> **Exercise aim**: Continue the article on databases and continuous delivery from the point at which it stops, before the entries.

> **Source**:
+++

Database and Continuous Delivery
Nobody likes getting called at 2 AM. But it happens. More often than not, the reason for that page will have something to do with the database. A SQL job failed, a stored procedure didn’t get deployed, a missing index on a table. That problem doesn’t seem to happen with source code (C#, JavaScript, etc.), so why does it happen with databases?
The answer lies in the workflow, or lack thereof. A typical process will have a person or persons keep track of the changes being made in the database on a development server. When it comes time to promote those changes to a test environment or pre-production environment they will either manually generate a script, or use a tool like Red Gate’s SQL Compare, to generate the script. But development doesn’t happen in a bubble, other changes for other features are being made against the development database. Using the tool they have to make sure they only include changes that should be promoted. Even worse is when a different script is generated for each environment. With such a manual process, it is no wonder the phone goes off at 2 AM.
A more recent trend is continuous delivery, which in a nutshell, is delivering smaller changes faster to production. So now that manual process has to be done faster. Doesn’t that sound like gallons of fun? But continuous delivery is a good thing. Being able to deliver changes faster allows for faster feedback, and helps the software being developed meets the needs of the users.
Taking a step back, it is important to ask, why does this problem with databases and not source code? Most likely, the source code is packaged, either via an MSDeploy package for a website, or an MSI file for a windows service. That same package, or artifact, is deployed multiple times prior to getting to production using some sort of automated process. There is little doubt that code will work in production. That same basic philosophy should be applied to the database. Some sort of package or artifact should be generated. That same artifact should be then deployed through the various environments in an automated fashion prior to getting to production.
To do all of this requires major mind shifts, in both process and tooling. In other words, a lot of cheese needs to be moved.
High Level View of the Process
It is first important to see the new process at a 50,000-foot view. The database development process should closely match the source code process.
Story Comes in with Database Schema Change
Database work is done on a local instance of SQL Server
Schema changes are checked into source control
The continuous integration build monitoring source control kicks off and generates the database artifacts (it could be a delta script between source control and production or a database project)
An automated process, be it a build server or release management server, promotes the artifacts through the environments.
Get the Database Under Source Control
The key to this process is the database schema must be placed into source control. It is the only way to generate a single artifact. There are a number of tools out there that will read the schema of a database and convert it to script files to put into source control. A good tool will help with 95% of the scenarios and allow you to write custom migration scripts to make complex changes to the schema.
Schema means all the tables, views, stored procedures, functions, roles, users, schemas, triggers, and anything else that makes up the database. Basically everything but the data a user can manipulate should be under source control.
Artifacts
The continuous integration build monitoring source control creates some sort of artifact. That artifact is promoted through the various environments. This is very similar to MSI packages or MSDeploy packages with transform files. The MSDeploy package or MSI is generated once and deployed to the web server or application server.
The artifact being created can be any number of things. For example, the Red Gate tools create a nuget package representing the schema and migration scripts stored in source control. Or, it can be a delta script between what is in source control and what is in production. It could be a combination of the two.

+++

> **Material shown**:
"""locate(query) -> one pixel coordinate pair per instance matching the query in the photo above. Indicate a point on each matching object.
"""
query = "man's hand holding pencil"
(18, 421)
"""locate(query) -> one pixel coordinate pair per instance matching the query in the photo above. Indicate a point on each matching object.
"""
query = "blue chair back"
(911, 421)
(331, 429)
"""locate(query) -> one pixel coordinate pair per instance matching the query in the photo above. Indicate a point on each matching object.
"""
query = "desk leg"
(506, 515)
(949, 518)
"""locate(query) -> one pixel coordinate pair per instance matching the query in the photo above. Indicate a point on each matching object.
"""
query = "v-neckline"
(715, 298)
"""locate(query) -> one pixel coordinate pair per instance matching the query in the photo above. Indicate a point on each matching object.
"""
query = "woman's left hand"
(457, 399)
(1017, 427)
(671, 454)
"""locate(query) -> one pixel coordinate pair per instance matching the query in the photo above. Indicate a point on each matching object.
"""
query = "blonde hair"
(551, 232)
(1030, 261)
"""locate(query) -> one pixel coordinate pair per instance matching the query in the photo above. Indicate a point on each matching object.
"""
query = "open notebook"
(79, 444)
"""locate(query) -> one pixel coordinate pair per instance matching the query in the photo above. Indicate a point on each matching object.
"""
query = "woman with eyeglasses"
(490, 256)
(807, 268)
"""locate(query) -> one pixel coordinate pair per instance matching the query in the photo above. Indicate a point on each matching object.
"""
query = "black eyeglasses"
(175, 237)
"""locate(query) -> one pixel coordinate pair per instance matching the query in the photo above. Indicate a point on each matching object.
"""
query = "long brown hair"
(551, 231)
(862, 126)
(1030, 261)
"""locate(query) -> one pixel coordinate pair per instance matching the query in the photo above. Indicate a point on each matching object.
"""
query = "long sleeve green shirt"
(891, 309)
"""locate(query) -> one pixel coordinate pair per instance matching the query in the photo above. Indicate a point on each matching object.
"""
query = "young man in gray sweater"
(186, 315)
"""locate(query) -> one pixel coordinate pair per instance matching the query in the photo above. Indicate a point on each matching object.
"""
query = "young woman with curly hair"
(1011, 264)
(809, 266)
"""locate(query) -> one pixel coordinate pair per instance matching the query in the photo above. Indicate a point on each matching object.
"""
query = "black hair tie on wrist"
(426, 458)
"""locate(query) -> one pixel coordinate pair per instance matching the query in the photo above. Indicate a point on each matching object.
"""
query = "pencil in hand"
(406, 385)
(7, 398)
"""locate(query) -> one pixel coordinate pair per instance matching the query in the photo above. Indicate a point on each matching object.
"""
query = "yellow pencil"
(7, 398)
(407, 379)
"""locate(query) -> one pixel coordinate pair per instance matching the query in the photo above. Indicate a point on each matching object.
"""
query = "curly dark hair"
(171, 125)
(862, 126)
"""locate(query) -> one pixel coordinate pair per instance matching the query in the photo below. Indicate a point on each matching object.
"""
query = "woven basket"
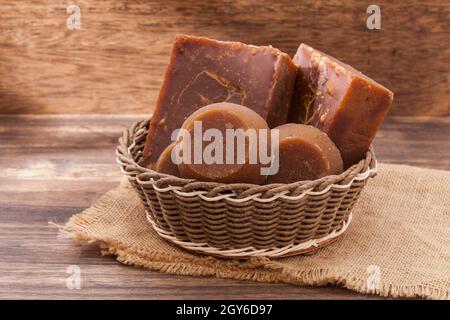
(243, 220)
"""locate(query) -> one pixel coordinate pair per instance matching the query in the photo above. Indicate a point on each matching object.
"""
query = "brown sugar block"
(222, 117)
(202, 71)
(338, 100)
(165, 163)
(305, 153)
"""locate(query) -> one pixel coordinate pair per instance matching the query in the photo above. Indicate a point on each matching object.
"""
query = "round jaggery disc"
(164, 164)
(216, 123)
(305, 153)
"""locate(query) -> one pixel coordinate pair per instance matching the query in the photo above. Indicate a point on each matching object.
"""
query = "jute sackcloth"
(397, 245)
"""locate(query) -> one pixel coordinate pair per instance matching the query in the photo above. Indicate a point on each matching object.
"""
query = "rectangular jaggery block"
(339, 100)
(202, 71)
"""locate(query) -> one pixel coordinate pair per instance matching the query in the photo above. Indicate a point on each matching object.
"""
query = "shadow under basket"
(243, 220)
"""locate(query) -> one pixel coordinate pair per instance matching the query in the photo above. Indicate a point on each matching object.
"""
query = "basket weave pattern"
(242, 216)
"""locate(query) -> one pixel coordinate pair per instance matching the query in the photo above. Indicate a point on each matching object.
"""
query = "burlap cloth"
(398, 243)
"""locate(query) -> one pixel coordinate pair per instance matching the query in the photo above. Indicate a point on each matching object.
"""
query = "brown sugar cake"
(202, 71)
(165, 163)
(305, 153)
(222, 117)
(338, 100)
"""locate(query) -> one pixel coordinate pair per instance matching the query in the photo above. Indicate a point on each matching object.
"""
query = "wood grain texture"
(115, 63)
(52, 166)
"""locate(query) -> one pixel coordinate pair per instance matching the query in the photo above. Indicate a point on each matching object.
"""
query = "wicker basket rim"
(236, 192)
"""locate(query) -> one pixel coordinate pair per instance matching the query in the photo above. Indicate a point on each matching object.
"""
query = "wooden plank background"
(115, 62)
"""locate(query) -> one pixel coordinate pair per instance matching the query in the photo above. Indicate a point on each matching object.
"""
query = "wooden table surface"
(52, 166)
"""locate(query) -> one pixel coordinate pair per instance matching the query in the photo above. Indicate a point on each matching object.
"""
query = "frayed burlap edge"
(255, 269)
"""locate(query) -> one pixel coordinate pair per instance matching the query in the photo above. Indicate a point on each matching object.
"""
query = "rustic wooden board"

+++

> **Final result**:
Local Database Development
Most shops have a shared development database where all development work is done. This process turns that on its head. Instead, all database development work should be moved onto a local instance of the database.
The shared database model is limiting for the following reasons:
Any breaking schema change will affect other developers.
Changes not ready for production are intermingled with changes ready for production.
There is no concept of branching, while source code can be branched
The first time a database deployment is tested is when it moves to the environment above the Dev environment, which is typically called QA or testing. This is in contrast to a code deployment, which is first tested in the Dev environment.
It is the equivalent of storing the source code on single file share and having developers make changes against the same file. Unless you work for a really bad company, that approach was abandoned a long, long time ago.
Branching
Remember continuous delivery is about deploying smaller changes faster. This means the master or main branch of your source code should be ready to production at any point. This process helps with that. This allows developers to experiment with database changes, and because they are done locally those changes will not affect anyone else on the team. The delta between the database development server and production database server is what going to be pushed up to production.
Having a local database also encourages the use of feature branches. If two developers are working on a schema change that will break the source code they can create a feature branch to share. Schema changes are made in that feature branch and each developer applies them to their local database. They then fix the code in the feature branch. Once both the code and database are ready then they are merged into master and deployed to the environments at the same time.
Automated Deployments
The application deploying the source code artifacts to environments should be the same application deploying the database artifacts to the environments. Some shops have the build server; such as TeamCity or TFS Build handle the deployments. While other shops use a specific release management tool, such as Octopus Deploy or Microsoft’s Release Management. It doesn’t matter as long as the tool deploying the source code artifacts is the same tool deploying the database artifacts. It should be automated for the source code artifacts and then have a DBA deploy the database artifacts.
Obstacles
The hardest part to this process is the mind-shift for the development team and any of the support staff doing the deployments. A lot of cheese is being moved. It will take a while to build the necessary trust in the process. There might be the need for multiple manual verifications prior to deploying to production until that trust is built. That is okay, as long as those manual verifications are eventually removed.
Developing locally will fail unless it is easy to get the schema changes and any necessary data onto the local database. Figure out how those two problems will be solved before trying to implement it. Some tools, such as ones provided by Red Gate solve that problem very easily. But they also come at a cost. It is entirely possible a custom script will be needed to pull the necessary data from a testing environment. Just remember, the higher the friction, the slower the adoption.
Steps to Getting Started
Pick a tool to convert a database schema into files to be placed into source control.
Figure out how to get database schema and data down to the local databases (ideally the tool chosen in the previous step should be able to handle that).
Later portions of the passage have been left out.